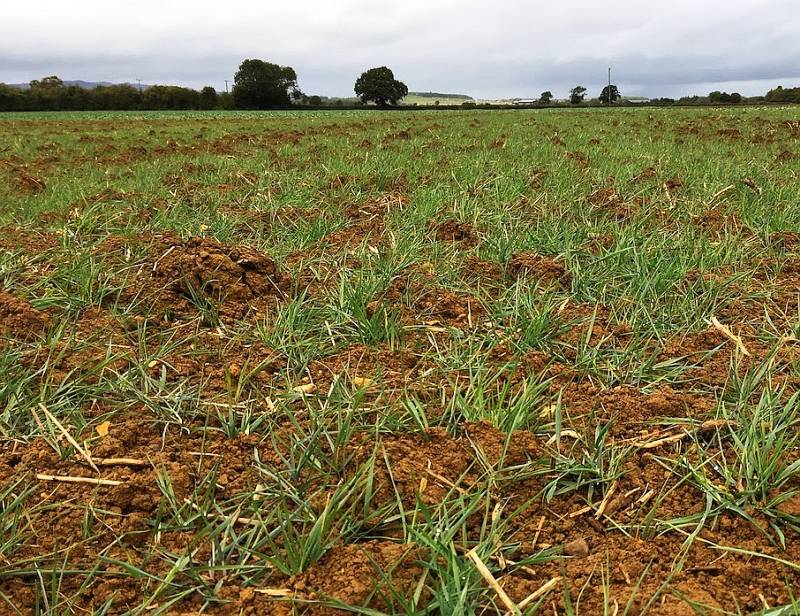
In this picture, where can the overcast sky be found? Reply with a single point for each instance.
(485, 48)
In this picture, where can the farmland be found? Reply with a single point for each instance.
(400, 363)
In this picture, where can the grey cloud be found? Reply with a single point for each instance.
(511, 48)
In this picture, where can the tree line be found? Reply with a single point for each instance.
(259, 84)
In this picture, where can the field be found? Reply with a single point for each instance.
(400, 363)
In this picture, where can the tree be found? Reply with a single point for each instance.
(47, 83)
(378, 85)
(577, 94)
(263, 85)
(607, 98)
(208, 98)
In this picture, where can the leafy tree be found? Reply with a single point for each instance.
(577, 94)
(614, 96)
(47, 83)
(263, 85)
(378, 85)
(208, 98)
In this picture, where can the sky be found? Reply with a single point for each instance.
(484, 48)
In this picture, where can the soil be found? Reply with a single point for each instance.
(544, 270)
(18, 319)
(179, 276)
(454, 231)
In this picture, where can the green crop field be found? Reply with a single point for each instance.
(471, 362)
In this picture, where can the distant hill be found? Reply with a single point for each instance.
(87, 85)
(463, 97)
(430, 98)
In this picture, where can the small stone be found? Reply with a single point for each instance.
(577, 548)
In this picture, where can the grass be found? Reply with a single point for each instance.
(405, 404)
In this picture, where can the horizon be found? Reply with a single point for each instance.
(505, 51)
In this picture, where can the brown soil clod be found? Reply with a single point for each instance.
(235, 278)
(455, 231)
(544, 269)
(19, 319)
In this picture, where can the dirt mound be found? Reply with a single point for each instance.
(364, 366)
(19, 319)
(377, 207)
(446, 307)
(234, 279)
(646, 174)
(786, 240)
(545, 269)
(455, 231)
(372, 574)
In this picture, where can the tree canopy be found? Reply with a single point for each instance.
(613, 98)
(577, 94)
(263, 85)
(378, 85)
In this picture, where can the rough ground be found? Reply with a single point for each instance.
(276, 364)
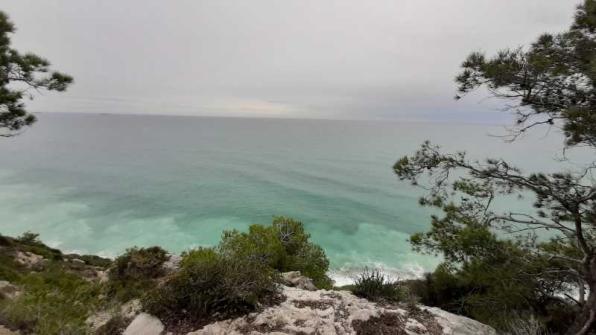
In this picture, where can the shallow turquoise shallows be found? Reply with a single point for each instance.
(102, 183)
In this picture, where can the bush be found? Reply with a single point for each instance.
(211, 284)
(283, 246)
(30, 242)
(135, 272)
(375, 286)
(53, 302)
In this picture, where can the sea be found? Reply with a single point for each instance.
(101, 183)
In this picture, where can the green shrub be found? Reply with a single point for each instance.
(210, 283)
(375, 286)
(53, 302)
(134, 272)
(283, 246)
(30, 242)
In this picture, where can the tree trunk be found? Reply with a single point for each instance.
(585, 322)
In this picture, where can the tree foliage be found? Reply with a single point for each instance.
(20, 75)
(550, 83)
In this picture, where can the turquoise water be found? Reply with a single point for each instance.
(102, 183)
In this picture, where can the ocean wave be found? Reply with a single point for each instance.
(347, 275)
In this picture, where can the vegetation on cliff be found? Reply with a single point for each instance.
(496, 269)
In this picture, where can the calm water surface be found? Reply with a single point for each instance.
(102, 183)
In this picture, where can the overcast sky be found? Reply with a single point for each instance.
(347, 59)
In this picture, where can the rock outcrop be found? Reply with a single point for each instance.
(340, 312)
(144, 324)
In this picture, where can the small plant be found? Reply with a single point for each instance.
(53, 302)
(211, 285)
(134, 272)
(526, 326)
(283, 246)
(29, 238)
(376, 286)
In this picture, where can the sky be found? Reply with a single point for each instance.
(331, 59)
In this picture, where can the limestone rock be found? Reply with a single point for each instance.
(340, 312)
(295, 279)
(456, 324)
(6, 331)
(29, 259)
(130, 309)
(98, 319)
(144, 324)
(8, 290)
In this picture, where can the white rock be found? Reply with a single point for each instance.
(172, 264)
(459, 325)
(6, 331)
(144, 324)
(130, 309)
(8, 290)
(98, 319)
(295, 279)
(28, 259)
(333, 312)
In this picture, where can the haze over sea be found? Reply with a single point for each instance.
(101, 183)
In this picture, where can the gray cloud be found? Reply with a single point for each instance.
(391, 59)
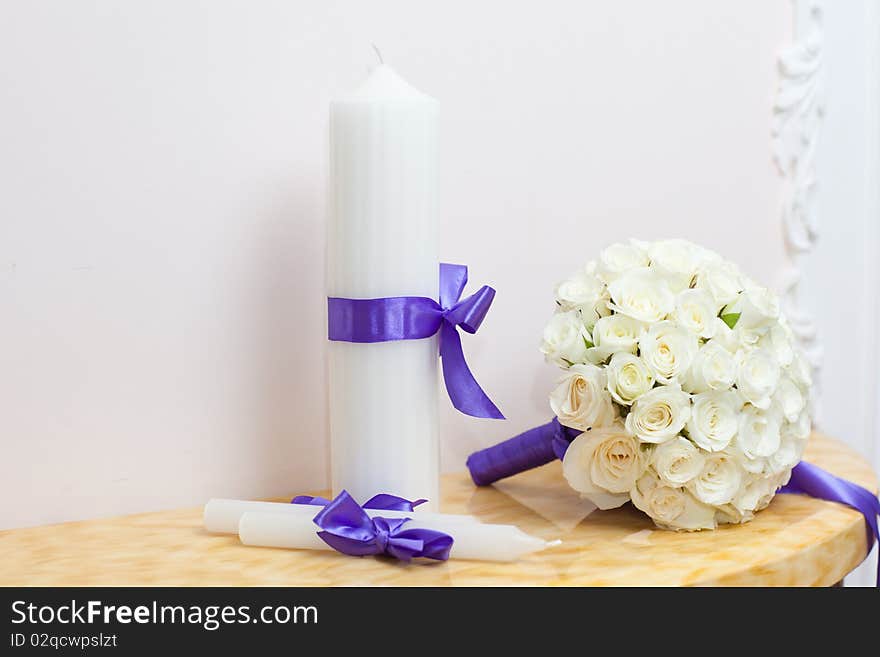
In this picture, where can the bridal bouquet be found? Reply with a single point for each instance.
(682, 387)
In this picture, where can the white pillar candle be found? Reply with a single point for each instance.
(222, 516)
(475, 540)
(382, 242)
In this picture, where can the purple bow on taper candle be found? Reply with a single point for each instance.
(382, 502)
(415, 318)
(547, 442)
(348, 529)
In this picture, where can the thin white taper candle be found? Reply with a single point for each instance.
(222, 516)
(473, 540)
(382, 242)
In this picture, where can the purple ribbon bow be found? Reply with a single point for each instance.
(382, 501)
(547, 442)
(348, 529)
(415, 318)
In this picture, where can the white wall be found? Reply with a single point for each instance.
(161, 198)
(841, 276)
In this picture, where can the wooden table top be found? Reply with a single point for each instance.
(797, 540)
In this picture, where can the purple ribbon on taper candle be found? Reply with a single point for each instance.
(382, 501)
(348, 529)
(415, 318)
(545, 443)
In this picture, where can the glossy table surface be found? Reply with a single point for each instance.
(795, 541)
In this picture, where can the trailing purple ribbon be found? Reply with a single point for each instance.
(415, 318)
(528, 450)
(547, 442)
(348, 529)
(809, 479)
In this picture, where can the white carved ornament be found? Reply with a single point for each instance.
(797, 118)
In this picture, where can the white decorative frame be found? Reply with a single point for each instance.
(797, 118)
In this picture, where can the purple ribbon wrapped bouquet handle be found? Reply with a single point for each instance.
(416, 318)
(348, 529)
(545, 443)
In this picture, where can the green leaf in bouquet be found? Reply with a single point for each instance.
(731, 319)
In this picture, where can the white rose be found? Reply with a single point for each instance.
(757, 376)
(659, 414)
(676, 261)
(786, 457)
(612, 334)
(714, 368)
(757, 307)
(778, 341)
(671, 508)
(695, 311)
(758, 434)
(720, 480)
(628, 378)
(619, 258)
(579, 291)
(756, 495)
(668, 350)
(585, 293)
(721, 280)
(642, 295)
(726, 337)
(714, 418)
(677, 461)
(801, 428)
(580, 400)
(790, 399)
(604, 464)
(564, 339)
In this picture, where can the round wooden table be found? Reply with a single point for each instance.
(796, 541)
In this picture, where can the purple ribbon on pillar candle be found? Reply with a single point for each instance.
(415, 318)
(348, 529)
(547, 442)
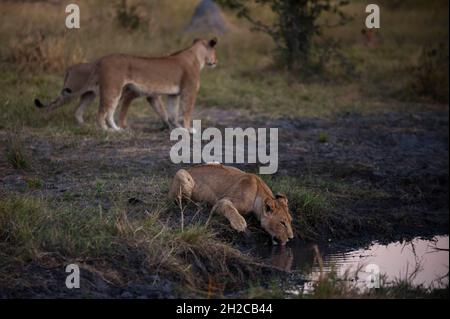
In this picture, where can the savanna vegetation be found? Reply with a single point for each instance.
(363, 148)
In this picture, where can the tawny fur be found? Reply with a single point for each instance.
(177, 76)
(81, 81)
(234, 193)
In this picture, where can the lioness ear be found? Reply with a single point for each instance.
(281, 197)
(213, 42)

* Aim
Write out, word for word, everything from the line containing "In this picture, where can the lioness" down to the final line of the items, including both of those lines.

* Exercise response
In this picture, where can the lioness ear be found? Reply with a single point for each instance.
(281, 197)
(213, 42)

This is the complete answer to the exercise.